▶

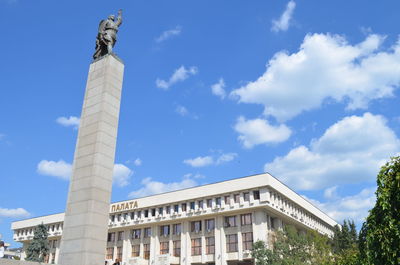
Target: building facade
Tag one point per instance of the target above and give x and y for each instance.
(214, 223)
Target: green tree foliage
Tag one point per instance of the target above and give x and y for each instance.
(380, 235)
(38, 249)
(292, 247)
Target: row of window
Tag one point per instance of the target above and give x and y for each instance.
(176, 229)
(196, 246)
(184, 206)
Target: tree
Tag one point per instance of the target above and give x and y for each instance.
(381, 231)
(38, 249)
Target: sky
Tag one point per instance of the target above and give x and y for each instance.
(213, 90)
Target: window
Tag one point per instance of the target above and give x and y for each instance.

◀

* What needs to be done
Shift every point coordinate in the answers by -11 and write all the items out again, requests included, leaving out the pictures.

* Output for this task
Target: building facade
Tag one point per instance of the target above and give x and y for each instance.
(203, 212)
Target: green tree foliage
Tag one point per instance of the target above and give x and y for each instance.
(369, 224)
(27, 238)
(281, 236)
Target: row of window
Tag one point per instance of the target above and give x and y for each instance.
(165, 218)
(185, 235)
(173, 195)
Target: tree
Tag one point per instance of the target above and give x and y for each instance.
(370, 220)
(27, 238)
Target: sky
Tag one point per instance of the target above and give x and y for each instance.
(202, 79)
Target: window
Tag one point per instance of the target above and give x and y for each instance.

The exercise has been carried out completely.